-- TASK DIRECTIONS --
Copy every line of the records below exactly, but leave out the pictures.

-- RECORDED DATA --
____________
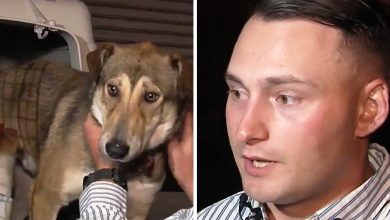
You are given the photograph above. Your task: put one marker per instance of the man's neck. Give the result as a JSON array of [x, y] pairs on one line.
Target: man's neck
[[308, 207]]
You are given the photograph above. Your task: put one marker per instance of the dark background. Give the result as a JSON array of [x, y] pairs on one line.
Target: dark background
[[219, 24]]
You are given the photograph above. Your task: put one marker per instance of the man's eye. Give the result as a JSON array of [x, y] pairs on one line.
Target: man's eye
[[151, 97], [287, 100], [236, 94], [113, 90]]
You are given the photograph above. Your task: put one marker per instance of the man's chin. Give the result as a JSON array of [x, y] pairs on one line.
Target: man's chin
[[261, 192]]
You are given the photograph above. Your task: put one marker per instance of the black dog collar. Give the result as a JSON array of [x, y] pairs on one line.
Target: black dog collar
[[105, 174]]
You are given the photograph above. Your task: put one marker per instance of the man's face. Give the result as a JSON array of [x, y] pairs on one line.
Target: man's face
[[292, 109]]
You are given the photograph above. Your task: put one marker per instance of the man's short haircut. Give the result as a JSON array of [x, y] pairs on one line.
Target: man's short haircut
[[364, 23]]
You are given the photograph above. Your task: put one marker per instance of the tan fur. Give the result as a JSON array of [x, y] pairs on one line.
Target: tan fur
[[47, 104]]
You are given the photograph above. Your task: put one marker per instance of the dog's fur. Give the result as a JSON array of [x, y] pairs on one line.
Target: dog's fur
____________
-- ANSWER TO THE TASK --
You are given the photograph above. Your task: put one marker per instance of the man's neck. Give the result as a JSON array of [x, y] pairs on one line.
Target: man's neck
[[308, 207]]
You are given the photograph above. Your task: put one marker per instance of the dark background. Give the result as a JSON array of [x, y] pairs on one line.
Target: dark background
[[219, 24]]
You are given the photograph above. Your task: put one marker per instance of the man's eye. Give the result as a JSON array of [x, y] pairs on one line.
Target: man's eye
[[151, 97], [287, 100], [236, 94], [113, 90]]
You are given the photograph above. Your task: put one marker per instance of the man's chin. Give the result as a JSON array of [x, y] pairs on one line.
Target: man's chin
[[261, 192]]
You are given the photograph above. Your task: put one marker per instance of the black dog collar. Give the result as a JSON array of [x, y] pairs on one line.
Target: black dog collar
[[105, 174]]
You are given the photograph above. Your task: put one marker per instance of the man's face. Give the result as a JSON array of [x, y] pairs on one line.
Target: man's face
[[292, 109]]
You are given the photograph above. Your task: put one marker per instance of the man's short haircut. Give the result as a JSON array of [x, y] pairs on one line.
Target: man's short haircut
[[364, 23]]
You are given the photograph above. Your task: put one marker per instance of the tan fur. Give the result as a JSON array of [x, y] pairs on one line.
Target: tan fur
[[47, 104]]
You are given the photograph above. Your task: put one marker per instance of the dog's fur. Give the result as a JSON array of [x, y] pairs on one line.
Target: dog's fur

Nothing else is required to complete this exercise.